----- EXERCISE MATERIAL

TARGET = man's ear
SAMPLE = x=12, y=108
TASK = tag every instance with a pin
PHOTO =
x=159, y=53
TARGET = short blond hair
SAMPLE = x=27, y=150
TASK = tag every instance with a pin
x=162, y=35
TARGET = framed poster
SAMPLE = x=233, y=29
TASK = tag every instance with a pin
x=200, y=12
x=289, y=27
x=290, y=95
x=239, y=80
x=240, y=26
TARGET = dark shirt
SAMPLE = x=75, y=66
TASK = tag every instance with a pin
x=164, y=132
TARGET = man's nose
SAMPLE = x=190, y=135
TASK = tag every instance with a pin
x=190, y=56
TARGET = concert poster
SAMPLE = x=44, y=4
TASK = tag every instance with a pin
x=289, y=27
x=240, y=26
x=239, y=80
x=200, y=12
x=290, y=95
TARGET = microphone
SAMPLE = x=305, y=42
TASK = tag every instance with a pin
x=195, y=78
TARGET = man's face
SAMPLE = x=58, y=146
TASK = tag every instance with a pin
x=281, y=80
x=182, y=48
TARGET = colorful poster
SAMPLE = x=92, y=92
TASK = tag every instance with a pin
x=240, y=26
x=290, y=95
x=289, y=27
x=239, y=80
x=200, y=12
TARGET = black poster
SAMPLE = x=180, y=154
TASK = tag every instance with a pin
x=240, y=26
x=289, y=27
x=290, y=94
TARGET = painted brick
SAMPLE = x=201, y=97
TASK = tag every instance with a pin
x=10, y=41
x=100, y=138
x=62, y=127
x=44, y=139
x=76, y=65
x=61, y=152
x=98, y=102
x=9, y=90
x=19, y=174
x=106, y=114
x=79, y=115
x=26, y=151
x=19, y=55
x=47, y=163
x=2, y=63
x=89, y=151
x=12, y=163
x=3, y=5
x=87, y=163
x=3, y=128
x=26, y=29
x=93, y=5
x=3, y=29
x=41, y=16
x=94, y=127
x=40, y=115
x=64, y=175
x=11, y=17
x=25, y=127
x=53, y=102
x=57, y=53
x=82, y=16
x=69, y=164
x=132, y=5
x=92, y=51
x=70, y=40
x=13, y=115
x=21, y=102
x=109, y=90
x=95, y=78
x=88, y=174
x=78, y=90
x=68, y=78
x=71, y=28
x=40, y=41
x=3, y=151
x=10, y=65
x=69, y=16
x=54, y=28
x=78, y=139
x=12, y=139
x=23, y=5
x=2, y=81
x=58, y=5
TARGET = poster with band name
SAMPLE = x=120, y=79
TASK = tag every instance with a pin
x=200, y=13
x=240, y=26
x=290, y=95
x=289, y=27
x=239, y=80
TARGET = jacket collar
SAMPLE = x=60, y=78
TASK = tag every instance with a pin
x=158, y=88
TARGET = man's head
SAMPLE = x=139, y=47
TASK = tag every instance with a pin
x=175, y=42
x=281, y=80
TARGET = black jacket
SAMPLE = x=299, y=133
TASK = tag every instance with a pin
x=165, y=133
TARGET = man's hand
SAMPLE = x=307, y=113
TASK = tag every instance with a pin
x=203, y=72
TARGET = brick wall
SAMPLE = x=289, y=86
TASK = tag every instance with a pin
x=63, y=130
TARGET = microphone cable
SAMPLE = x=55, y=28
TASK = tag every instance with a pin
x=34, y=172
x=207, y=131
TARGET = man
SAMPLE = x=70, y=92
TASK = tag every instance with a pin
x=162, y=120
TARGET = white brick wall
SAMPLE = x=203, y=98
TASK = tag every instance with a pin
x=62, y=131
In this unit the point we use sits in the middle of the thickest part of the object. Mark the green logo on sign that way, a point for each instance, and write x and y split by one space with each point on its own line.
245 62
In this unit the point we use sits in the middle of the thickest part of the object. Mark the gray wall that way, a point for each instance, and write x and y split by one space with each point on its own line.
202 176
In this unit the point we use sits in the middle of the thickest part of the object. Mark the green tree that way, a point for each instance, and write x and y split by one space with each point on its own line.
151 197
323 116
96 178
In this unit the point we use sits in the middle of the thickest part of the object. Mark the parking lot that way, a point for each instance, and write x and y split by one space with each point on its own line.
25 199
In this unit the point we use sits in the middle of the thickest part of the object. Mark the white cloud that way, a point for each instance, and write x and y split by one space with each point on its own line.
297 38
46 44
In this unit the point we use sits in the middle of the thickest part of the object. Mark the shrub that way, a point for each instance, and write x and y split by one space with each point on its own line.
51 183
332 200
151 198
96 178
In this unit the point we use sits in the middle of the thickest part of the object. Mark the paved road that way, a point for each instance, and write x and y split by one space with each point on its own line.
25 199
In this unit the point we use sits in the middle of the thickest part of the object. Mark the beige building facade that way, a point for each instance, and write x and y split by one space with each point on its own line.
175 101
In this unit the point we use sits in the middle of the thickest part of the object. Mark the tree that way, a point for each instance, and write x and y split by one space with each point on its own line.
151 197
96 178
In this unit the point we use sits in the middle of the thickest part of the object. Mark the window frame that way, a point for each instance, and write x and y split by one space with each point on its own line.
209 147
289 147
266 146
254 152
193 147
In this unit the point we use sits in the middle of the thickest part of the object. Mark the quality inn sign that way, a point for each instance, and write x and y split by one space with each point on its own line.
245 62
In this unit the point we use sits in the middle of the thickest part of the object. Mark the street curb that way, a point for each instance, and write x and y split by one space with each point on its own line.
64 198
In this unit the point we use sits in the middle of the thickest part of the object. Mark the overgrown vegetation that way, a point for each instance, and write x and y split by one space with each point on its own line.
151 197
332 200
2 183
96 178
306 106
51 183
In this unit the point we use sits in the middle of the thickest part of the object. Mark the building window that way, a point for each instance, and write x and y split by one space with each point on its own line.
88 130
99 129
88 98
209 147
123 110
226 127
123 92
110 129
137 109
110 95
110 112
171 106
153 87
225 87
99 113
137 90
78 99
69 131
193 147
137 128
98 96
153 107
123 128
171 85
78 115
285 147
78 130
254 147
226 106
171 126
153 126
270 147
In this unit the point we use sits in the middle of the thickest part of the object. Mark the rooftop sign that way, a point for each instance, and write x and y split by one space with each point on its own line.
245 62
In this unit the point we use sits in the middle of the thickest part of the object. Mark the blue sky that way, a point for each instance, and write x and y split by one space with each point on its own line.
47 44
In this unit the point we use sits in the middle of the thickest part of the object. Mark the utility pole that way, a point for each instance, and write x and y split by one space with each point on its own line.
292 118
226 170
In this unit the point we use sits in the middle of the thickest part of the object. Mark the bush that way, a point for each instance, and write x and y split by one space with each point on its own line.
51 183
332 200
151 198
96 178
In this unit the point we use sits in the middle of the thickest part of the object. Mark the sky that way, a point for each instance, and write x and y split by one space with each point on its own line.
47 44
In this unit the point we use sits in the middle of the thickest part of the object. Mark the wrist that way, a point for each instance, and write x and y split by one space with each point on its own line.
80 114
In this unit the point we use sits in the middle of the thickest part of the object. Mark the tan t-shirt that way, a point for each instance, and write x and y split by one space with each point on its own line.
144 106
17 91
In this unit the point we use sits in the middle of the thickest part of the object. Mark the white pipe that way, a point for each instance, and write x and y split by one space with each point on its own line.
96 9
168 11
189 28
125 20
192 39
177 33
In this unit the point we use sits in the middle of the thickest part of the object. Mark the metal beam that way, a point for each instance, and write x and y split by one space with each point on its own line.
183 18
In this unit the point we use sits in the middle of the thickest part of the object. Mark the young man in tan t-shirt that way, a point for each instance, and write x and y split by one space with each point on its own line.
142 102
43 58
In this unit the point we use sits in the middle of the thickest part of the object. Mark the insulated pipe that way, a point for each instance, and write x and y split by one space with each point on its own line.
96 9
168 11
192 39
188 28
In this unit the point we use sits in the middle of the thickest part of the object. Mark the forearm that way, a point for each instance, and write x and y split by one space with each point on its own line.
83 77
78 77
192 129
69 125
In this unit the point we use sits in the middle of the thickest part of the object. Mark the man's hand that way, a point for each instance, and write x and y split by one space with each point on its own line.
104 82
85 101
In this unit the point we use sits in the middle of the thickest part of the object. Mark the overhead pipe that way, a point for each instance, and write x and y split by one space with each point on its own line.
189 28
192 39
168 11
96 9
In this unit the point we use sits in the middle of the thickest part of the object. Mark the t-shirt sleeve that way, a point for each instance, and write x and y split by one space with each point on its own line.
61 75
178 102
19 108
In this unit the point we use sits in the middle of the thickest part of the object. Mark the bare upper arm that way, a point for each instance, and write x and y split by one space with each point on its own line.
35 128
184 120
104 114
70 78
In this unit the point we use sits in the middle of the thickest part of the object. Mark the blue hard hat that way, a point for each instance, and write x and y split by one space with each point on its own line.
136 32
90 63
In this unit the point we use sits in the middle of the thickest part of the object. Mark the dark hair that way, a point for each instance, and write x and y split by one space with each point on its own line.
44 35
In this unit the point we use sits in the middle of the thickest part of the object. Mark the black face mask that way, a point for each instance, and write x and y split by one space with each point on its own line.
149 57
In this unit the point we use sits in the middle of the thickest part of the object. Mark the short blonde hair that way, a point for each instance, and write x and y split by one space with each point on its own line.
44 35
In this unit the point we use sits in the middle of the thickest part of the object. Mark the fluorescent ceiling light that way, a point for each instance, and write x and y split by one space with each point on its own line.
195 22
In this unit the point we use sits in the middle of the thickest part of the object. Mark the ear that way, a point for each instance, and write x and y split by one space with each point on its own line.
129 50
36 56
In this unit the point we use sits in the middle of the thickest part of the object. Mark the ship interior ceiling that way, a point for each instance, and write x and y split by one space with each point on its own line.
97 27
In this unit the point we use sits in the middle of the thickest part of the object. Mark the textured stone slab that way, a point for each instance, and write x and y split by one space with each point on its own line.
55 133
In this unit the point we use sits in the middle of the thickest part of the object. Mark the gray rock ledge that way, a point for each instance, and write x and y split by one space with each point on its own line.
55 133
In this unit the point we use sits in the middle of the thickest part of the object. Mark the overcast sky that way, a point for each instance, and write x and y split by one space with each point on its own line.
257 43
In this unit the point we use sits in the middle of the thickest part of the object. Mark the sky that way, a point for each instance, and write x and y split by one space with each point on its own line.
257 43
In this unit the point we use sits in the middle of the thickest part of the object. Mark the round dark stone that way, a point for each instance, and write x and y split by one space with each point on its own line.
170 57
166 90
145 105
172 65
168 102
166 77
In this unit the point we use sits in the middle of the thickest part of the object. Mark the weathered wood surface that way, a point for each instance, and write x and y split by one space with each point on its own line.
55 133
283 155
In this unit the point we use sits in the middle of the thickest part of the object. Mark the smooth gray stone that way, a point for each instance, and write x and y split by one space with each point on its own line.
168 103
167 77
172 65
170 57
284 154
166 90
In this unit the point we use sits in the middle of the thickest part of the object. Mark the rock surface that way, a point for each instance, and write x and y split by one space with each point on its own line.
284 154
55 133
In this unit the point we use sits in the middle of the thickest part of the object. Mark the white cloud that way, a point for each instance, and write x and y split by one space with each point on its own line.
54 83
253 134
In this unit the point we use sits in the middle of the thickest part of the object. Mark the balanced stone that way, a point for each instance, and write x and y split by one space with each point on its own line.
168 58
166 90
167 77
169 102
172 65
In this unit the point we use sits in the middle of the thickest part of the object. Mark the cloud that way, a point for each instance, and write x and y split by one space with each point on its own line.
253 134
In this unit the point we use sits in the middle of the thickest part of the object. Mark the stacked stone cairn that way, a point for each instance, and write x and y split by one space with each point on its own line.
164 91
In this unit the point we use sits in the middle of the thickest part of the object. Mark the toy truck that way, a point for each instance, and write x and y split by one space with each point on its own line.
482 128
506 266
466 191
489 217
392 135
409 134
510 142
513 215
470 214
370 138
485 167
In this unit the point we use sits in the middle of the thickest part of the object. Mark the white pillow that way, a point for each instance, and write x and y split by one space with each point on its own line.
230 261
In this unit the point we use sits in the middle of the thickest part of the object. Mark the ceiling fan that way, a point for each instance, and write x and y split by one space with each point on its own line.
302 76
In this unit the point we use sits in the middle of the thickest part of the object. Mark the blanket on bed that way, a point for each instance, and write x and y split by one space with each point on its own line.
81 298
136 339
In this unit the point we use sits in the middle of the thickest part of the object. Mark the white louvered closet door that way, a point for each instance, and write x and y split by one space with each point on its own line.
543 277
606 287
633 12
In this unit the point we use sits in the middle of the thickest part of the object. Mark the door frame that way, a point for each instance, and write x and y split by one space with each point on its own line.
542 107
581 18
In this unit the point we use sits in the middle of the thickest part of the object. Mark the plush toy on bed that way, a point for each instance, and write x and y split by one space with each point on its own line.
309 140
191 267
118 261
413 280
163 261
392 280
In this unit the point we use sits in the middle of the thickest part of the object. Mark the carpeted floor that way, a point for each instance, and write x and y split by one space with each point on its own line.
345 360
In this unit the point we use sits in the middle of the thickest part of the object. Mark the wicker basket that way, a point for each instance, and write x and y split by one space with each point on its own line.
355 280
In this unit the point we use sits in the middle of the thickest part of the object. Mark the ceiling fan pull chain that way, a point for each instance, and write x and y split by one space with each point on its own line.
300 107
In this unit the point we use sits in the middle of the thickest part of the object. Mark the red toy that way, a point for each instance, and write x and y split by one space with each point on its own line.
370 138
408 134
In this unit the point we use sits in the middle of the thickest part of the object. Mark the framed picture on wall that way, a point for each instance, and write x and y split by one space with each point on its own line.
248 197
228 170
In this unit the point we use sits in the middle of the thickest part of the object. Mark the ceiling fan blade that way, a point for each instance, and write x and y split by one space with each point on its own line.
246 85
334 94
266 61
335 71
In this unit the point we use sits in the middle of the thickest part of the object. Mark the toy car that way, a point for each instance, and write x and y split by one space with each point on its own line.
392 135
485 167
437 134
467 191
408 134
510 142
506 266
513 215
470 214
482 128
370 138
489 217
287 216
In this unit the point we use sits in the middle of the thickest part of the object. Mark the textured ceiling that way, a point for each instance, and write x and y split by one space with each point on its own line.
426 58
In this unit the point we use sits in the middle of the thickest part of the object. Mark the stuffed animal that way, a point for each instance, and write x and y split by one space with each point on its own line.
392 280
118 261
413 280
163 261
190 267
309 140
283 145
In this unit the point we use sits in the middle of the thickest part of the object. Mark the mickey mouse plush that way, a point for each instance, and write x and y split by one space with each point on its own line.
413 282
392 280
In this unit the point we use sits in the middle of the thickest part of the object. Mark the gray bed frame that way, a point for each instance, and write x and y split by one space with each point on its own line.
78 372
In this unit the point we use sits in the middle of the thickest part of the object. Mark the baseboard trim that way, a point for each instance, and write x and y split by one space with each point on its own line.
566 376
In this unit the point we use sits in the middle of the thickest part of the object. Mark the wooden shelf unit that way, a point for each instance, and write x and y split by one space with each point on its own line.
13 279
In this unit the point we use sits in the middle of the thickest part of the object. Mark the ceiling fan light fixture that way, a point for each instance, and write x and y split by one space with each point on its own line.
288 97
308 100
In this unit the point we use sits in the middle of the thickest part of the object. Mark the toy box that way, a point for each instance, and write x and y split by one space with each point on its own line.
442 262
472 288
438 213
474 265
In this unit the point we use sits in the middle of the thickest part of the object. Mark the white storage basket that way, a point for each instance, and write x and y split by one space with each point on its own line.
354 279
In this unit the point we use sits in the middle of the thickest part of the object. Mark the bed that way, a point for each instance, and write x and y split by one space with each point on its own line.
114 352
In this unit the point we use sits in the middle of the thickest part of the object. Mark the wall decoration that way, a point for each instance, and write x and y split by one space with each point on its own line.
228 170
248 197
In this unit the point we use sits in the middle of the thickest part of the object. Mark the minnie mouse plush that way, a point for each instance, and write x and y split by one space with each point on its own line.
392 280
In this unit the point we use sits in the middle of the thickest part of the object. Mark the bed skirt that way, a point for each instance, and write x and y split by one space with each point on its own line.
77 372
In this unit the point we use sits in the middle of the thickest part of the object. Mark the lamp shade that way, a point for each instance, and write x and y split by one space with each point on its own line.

----------

» EXERCISE AIM
Reproduce only what lies between the start of the listing above and the end of the line containing "SAMPLE = x=201, y=97", keeping every line exact.

» RESPONSE
TARGET = man's ear
SAMPLE = x=12, y=108
TASK = tag every instance with a pin
PHOTO =
x=159, y=53
TARGET = short blond hair
SAMPLE = x=27, y=150
TASK = tag every instance with a pin
x=162, y=35
TARGET = framed poster
SAMPLE = x=233, y=29
TASK = tag every instance with a pin
x=200, y=12
x=289, y=27
x=290, y=95
x=239, y=80
x=240, y=26
TARGET = dark shirt
SAMPLE = x=75, y=66
TASK = tag every instance with a pin
x=164, y=132
TARGET = man's nose
SAMPLE = x=190, y=135
TASK = tag every instance with a pin
x=190, y=56
TARGET = concert poster
SAMPLE = x=44, y=4
TASK = tag every instance with a pin
x=289, y=27
x=240, y=26
x=239, y=80
x=200, y=12
x=290, y=95
TARGET = microphone
SAMPLE = x=305, y=42
TASK = tag every instance with a pin
x=195, y=78
TARGET = man's face
SAMPLE = x=58, y=146
TASK = tag every instance with a pin
x=281, y=80
x=182, y=48
TARGET = colorful poster
SAMPLE = x=92, y=92
TASK = tag every instance with a pin
x=240, y=26
x=290, y=95
x=289, y=27
x=239, y=80
x=200, y=12
TARGET = black poster
SAMPLE = x=180, y=154
TASK = tag every instance with a pin
x=240, y=26
x=289, y=27
x=290, y=94
TARGET = painted brick
SAMPLE = x=201, y=97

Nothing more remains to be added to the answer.